== What is needed ==
In the radar screening article, copy word for word the passage that begins with "The privacy concerns" and ends with "of the person.".

== Reading passage ==

----

In a three-year project that launches this month, Natalia Nikolova, an electrical and computer engineering professor, will be working with researchers from Canada and Ukraine to design devices that use radar signals to analyze the materials carried by a person.
The technology — which can be built into a military vest or a tripod, for example — is designed to emit radio waves that reach a person. The waves that bounce back will carry unique information that can be analyzed by computers.
"This radio wave, as we say in radar terminology, interrogates the person and it carries back information from this target," Nikolva explained.
The devices can theoretically use algorithms based on neural networks to differentiate normal reflections of a human body from abnormal ones.
The technology has many applications, Nikolova said, such as at airports, border crossings and large public venues that require security screening.
Nikolova said her previous prototypes have a detection range of up to 3 metres, which does not provide enough safe distance for security personnel if there is a risk of an explosive device. The latest project aims to increase that distance to as far as 15 metres.
1st NATO grant for McMaster
The radar technology that was used as early as the 19th century is now commonplace: think marine radars, microwave ovens, and police radar guns that catch speeding cars.
Detection using radar technology — described as a type of covert screening — is particularly useful on uncooperative threats, Nikolova said.
"But it doesn't always have to be covert. You can always plaster signs," she said.
The privacy concerns caused by many detection devices are minimal in this case, Nikolova said, because the frequency range used isn't high enough to generate an image of the person.
Nikolova said her designs are different from a full-body scanner seen at airport screening points, although both use radar technology. The scanner uses high frequency waves to generate an image and requires trained human operators to make a decision.
"In our case, it's going to be a computer that is analyzing features in signals," she said.
Nikolova's team received $766,300 from NATO's Science for Peace and Security program, which funds multi-year research, training courses and workshops related to security. The program describes itself as "the first concrete link" between NATO and a partner by supporting scientific collaboration between NATO countries and partner countries.
The devices developed during the project will be tested at several sites, including the Kyiv International Airport.
The grant also marks the first time a McMaster researcher has received NATO funding, the university said.

----

== Listed records ==
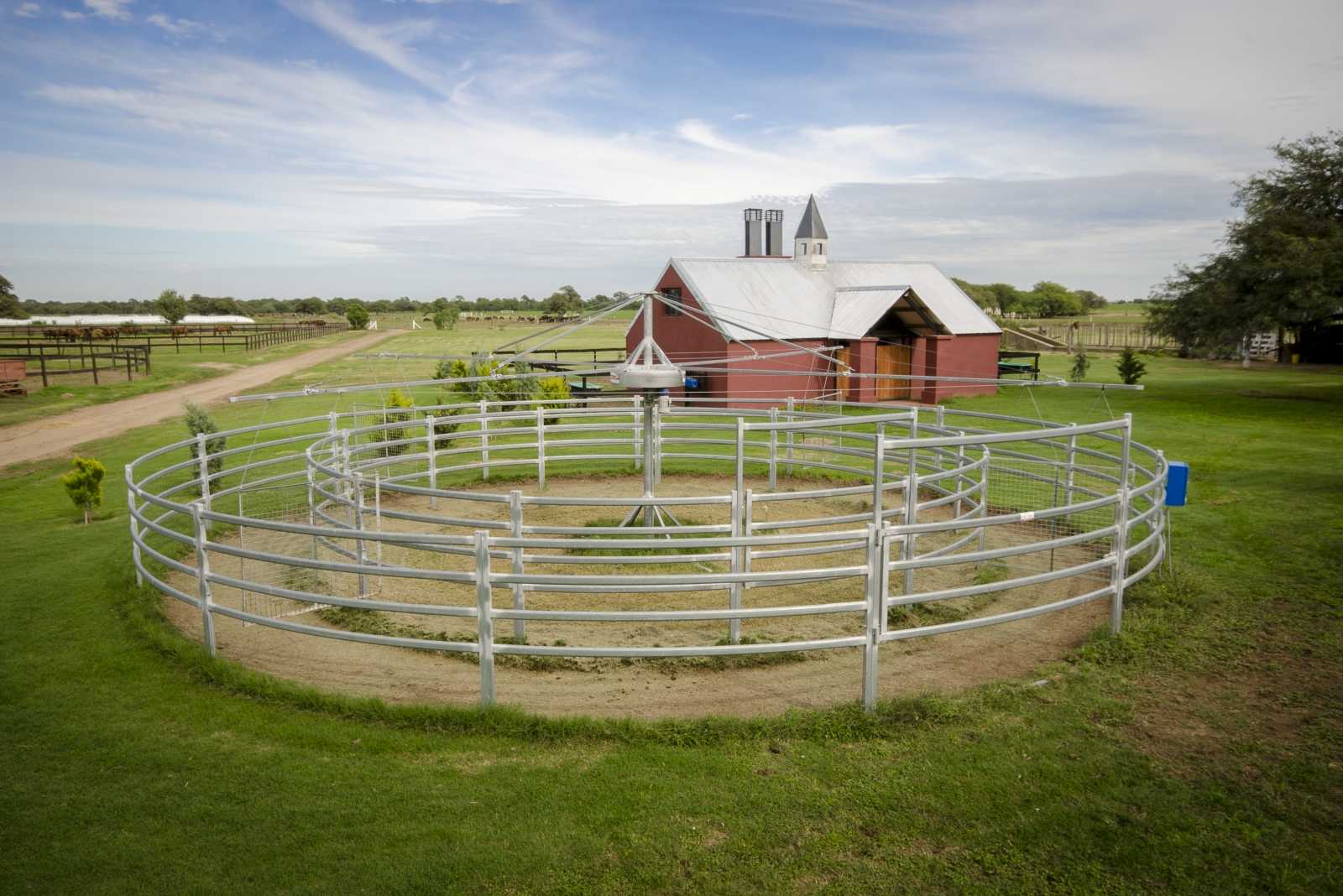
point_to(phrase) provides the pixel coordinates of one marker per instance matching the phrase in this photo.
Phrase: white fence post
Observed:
(431, 439)
(483, 616)
(1116, 611)
(541, 447)
(207, 618)
(485, 440)
(515, 508)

----

== Answer to the problem ==
The privacy concerns caused by many detection devices are minimal in this case, Nikolova said, because the frequency range used isn't high enough to generate an image of the person.